課題の目的 - 現状認識についての文章を、一字一句違えずに全文書き写してください。
##### 本文
パンセ(みたいなものを目指して)

好きなものはモーツァルト、ブルックナーとポール・マッカートニー、ヘッセ、サッカー。あとは面倒くさいことを考えること

現状認識

2021年11月16日 10時56分35秒 | あれこれ考えること

現状をどう捉えるかで人の判断は随分違ってくる

世の中は少しばかりバタバタしているが、自分の生活には大して影響を被っていないから
なにか特別の変化はなくても良い!とする人たちと
ずっと続いているように感じられる社会の停滞は、一つだけの理由に留まらず
複合的なものから来ていて、それらを詳しく検証すると怒りを覚えるような
不公平とか情報の不均衡が見られて、現代の日本(あるいは市)は
既に危険ゾーンにいると考える人がいる

心配症の自分は後者の方に属していて、どうしても不安材料の情報が目に入る
少し前「わかりやすさの罪」武田砂鉄著をざっと読んだ
最近はわかりやすく説明されて、それでわかったような気にさせられることが
効率的で良いことの様に思われているが、その単純化された説明は
わかりやすいフレーズ依存故に、本当は大事な「わからないことをわからない」
##########
##### 提供情報
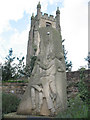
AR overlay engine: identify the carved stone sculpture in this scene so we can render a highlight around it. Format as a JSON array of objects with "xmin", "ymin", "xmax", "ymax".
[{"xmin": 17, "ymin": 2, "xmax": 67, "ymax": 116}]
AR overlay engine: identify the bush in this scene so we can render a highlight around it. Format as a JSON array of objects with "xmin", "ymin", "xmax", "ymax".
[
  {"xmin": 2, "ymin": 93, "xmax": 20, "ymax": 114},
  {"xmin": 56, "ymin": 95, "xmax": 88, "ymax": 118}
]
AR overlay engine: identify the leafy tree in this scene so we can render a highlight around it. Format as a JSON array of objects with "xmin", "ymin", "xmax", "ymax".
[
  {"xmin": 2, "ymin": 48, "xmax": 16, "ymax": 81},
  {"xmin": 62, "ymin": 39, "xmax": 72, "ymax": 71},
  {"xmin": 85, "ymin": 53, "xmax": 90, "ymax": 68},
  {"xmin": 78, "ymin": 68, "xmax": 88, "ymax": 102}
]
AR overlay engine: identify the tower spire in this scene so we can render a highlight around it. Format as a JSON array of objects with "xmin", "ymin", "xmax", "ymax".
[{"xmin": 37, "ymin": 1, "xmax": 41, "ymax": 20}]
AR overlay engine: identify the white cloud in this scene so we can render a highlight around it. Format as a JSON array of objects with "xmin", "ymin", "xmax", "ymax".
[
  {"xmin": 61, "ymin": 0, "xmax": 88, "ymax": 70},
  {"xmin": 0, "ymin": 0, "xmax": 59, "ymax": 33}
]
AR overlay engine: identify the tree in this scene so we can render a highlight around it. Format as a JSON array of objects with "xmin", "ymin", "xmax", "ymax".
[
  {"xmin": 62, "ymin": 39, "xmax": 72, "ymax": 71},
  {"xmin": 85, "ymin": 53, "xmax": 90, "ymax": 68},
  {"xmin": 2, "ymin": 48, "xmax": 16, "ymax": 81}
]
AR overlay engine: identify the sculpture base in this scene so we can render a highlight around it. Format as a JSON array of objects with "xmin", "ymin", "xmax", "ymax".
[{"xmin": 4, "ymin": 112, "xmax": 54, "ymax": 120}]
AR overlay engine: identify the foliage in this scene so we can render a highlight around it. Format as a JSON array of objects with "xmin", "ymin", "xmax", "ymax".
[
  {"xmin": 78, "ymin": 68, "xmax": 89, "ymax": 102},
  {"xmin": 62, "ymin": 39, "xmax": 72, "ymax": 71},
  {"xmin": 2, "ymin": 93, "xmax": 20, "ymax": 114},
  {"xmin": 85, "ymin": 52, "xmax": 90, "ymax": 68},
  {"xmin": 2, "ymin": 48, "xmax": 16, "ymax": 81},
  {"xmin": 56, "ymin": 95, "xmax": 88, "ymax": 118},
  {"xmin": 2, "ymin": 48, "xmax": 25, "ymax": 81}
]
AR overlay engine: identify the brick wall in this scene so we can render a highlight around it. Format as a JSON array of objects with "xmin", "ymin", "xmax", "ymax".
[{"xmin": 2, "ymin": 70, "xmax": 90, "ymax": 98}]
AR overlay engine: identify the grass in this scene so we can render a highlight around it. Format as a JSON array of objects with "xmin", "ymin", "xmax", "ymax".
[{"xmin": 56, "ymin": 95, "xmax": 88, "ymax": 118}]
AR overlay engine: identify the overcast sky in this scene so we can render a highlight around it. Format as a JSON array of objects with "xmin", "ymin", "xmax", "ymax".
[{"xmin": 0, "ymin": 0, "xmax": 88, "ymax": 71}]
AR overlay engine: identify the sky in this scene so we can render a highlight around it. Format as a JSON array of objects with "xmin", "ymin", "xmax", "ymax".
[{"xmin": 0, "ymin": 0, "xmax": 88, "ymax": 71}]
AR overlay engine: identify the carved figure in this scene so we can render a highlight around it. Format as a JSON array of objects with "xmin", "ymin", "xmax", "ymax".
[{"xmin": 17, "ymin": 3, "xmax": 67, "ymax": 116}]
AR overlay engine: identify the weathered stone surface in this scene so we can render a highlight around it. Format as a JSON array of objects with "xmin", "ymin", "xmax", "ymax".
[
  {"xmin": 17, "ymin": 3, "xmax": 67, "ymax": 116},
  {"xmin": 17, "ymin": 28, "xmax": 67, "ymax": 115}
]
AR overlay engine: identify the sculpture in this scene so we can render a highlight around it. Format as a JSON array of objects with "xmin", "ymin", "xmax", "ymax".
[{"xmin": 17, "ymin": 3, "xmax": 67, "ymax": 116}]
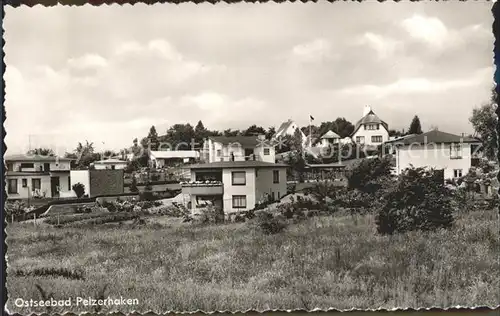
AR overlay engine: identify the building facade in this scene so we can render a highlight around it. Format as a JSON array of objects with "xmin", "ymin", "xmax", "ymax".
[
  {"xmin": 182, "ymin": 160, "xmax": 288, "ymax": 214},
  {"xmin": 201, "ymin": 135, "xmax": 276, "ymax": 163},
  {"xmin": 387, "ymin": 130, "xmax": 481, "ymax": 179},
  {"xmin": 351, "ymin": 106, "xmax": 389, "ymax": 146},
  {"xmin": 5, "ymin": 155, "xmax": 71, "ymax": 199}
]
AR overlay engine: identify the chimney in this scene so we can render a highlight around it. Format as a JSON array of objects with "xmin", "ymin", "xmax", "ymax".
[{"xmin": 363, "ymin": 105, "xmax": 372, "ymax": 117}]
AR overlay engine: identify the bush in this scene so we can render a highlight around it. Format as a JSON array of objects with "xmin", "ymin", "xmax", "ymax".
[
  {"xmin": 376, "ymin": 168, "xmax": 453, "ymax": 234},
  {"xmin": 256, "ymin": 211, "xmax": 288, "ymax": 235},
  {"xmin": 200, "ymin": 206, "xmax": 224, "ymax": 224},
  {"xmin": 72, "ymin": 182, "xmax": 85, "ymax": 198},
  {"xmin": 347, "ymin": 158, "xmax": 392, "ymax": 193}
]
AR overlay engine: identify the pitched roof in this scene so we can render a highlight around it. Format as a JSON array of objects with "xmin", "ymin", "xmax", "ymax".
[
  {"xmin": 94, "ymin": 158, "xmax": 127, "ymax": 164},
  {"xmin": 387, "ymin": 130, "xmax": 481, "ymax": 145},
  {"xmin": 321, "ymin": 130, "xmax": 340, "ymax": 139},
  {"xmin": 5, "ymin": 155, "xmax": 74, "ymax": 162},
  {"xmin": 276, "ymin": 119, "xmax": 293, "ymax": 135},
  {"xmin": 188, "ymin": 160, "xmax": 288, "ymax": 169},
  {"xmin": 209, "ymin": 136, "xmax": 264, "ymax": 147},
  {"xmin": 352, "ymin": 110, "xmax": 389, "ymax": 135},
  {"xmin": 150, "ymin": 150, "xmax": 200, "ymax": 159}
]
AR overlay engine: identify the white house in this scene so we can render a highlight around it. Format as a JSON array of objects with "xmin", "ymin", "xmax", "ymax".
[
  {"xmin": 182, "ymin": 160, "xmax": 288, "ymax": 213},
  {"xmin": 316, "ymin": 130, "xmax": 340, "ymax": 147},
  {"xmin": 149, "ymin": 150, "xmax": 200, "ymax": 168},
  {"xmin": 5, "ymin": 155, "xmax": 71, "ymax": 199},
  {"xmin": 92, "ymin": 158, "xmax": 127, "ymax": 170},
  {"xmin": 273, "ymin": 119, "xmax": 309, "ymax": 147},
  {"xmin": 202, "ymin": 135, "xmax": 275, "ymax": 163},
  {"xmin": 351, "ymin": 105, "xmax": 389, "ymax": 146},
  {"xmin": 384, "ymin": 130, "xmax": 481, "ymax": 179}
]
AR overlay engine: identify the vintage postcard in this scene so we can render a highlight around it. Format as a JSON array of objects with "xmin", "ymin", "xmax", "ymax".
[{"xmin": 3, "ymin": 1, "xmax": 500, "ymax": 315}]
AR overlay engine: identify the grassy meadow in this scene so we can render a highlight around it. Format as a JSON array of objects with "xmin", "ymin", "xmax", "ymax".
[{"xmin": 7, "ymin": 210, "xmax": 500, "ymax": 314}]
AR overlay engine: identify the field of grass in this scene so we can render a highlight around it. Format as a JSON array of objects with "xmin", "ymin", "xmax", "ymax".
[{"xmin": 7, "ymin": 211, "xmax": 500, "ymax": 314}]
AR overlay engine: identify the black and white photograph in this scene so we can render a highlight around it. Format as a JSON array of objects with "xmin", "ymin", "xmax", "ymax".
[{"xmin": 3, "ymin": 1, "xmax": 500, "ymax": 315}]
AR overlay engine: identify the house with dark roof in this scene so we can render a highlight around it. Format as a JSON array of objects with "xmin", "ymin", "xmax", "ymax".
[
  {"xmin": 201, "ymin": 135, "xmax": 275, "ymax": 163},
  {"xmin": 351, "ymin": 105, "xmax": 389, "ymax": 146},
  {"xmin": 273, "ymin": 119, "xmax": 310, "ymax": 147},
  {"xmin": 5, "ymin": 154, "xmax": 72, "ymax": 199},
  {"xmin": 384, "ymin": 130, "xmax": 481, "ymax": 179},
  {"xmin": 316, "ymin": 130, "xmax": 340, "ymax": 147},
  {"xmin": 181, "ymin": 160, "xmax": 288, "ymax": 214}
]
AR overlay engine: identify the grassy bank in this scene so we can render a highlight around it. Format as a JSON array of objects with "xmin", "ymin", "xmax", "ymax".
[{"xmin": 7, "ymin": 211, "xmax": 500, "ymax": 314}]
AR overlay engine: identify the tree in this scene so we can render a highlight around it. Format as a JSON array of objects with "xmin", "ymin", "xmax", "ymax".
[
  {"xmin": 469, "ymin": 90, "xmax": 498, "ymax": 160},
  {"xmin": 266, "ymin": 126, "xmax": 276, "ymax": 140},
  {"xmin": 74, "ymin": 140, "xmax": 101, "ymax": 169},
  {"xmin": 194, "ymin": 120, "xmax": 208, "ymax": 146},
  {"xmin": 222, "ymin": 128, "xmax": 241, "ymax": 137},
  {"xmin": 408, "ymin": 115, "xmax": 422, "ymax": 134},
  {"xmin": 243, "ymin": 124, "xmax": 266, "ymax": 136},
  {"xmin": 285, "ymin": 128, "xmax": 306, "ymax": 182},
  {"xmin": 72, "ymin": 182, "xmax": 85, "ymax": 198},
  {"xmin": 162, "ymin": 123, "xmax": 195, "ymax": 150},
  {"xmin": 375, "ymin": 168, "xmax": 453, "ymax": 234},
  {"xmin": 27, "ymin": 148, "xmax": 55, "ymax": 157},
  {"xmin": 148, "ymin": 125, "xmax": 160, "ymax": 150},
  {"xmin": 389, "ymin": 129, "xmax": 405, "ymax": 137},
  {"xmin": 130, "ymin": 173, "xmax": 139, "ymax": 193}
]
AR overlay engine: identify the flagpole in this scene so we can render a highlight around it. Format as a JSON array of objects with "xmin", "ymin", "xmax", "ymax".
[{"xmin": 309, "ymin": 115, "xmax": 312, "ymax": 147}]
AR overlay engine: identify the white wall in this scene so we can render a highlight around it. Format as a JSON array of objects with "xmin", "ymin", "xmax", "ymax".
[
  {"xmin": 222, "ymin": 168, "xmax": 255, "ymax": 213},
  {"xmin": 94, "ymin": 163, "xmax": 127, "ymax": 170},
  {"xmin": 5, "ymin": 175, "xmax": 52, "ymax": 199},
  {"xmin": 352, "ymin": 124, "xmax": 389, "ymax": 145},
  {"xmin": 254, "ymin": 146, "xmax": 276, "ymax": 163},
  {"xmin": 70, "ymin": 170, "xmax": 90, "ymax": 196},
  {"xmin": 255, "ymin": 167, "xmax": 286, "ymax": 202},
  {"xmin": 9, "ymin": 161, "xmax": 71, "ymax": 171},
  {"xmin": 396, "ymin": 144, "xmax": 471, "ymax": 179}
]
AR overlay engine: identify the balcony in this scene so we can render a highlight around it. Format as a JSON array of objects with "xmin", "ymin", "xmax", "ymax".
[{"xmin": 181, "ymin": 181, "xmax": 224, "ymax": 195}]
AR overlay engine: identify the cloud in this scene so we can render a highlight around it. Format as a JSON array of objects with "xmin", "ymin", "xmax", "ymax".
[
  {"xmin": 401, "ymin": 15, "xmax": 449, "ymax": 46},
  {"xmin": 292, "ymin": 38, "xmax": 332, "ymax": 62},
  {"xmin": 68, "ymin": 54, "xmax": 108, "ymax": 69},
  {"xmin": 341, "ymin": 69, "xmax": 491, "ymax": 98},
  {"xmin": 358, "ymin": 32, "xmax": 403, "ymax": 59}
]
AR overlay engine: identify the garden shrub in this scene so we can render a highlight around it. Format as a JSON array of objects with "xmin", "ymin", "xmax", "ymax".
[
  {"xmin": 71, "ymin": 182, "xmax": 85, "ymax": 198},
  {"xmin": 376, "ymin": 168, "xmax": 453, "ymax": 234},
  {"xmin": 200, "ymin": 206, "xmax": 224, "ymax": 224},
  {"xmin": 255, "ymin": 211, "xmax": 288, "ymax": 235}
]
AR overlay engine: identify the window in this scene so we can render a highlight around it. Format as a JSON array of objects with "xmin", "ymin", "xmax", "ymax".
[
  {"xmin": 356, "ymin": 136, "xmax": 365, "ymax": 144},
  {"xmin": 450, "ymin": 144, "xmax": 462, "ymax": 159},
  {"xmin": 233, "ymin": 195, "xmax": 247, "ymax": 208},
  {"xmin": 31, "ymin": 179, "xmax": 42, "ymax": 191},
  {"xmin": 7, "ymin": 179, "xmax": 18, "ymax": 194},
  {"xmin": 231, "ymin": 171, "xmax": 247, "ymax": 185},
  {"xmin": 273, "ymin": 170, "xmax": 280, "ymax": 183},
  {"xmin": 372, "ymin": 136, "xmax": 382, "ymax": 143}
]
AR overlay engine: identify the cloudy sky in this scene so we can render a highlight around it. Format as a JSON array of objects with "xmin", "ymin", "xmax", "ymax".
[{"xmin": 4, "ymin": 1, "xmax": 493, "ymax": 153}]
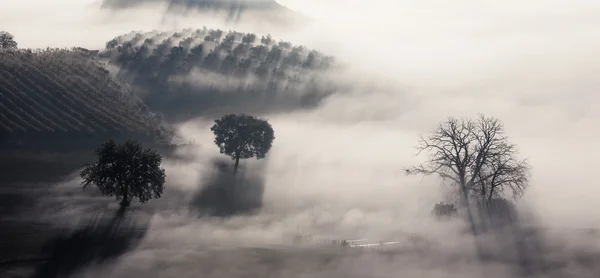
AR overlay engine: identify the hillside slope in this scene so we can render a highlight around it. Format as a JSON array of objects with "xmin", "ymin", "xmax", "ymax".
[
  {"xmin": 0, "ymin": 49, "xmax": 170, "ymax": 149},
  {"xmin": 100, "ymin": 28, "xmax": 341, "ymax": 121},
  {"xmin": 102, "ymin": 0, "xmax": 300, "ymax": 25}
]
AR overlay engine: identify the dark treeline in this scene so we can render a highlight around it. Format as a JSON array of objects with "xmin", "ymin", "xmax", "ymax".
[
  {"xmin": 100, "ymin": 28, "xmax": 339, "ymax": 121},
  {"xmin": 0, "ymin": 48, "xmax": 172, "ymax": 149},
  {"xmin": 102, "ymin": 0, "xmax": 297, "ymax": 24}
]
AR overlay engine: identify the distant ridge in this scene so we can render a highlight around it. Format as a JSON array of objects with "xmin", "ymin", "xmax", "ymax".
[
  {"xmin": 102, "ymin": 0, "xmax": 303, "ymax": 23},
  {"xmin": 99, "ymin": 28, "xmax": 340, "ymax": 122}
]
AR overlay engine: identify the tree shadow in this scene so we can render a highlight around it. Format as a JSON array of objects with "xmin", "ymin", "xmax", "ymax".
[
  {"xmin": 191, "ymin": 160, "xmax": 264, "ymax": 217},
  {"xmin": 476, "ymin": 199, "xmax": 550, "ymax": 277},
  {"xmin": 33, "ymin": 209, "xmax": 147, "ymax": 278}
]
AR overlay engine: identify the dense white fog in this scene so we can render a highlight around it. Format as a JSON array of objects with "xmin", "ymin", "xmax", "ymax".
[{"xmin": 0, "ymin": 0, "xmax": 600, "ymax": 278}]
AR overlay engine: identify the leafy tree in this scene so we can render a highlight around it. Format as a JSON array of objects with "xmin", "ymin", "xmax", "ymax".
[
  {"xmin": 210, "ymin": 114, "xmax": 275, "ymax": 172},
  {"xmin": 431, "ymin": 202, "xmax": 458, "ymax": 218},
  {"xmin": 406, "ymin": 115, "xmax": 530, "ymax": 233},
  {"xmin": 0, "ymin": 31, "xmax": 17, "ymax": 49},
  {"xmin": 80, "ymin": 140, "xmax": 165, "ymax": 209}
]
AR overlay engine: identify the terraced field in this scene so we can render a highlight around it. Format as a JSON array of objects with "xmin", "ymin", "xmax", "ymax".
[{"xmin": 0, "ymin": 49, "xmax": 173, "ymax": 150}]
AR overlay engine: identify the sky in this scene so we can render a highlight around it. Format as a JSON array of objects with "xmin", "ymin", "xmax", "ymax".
##########
課題の結果 -
パンセ(みたいなものを目指して)

好きなものはモーツァルト、ブルックナーとポール・マッカートニー、ヘッセ、サッカー。あとは面倒くさいことを考えること

現状認識

2021年11月16日 10時56分35秒 | あれこれ考えること

現状をどう捉えるかで人の判断は随分違ってくる

世の中は少しばかりバタバタしているが、自分の生活には大して影響を被っていないから
なにか特別の変化はなくても良い!とする人たちと
ずっと続いているように感じられる社会の停滞は、一つだけの理由に留まらず
複合的なものから来ていて、それらを詳しく検証すると怒りを覚えるような
不公平とか情報の不均衡が見られて、現代の日本(あるいは市)は
既に危険ゾーンにいると考える人がいる

心配症の自分は後者の方に属していて、どうしても不安材料の情報が目に入る
少し前「わかりやすさの罪」武田砂鉄著をざっと読んだ
最近はわかりやすく説明されて、それでわかったような気にさせられることが
効率的で良いことの様に思われているが、その単純化された説明は
わかりやすいフレーズ依存故に、本当は大事な「わからないことをわからない」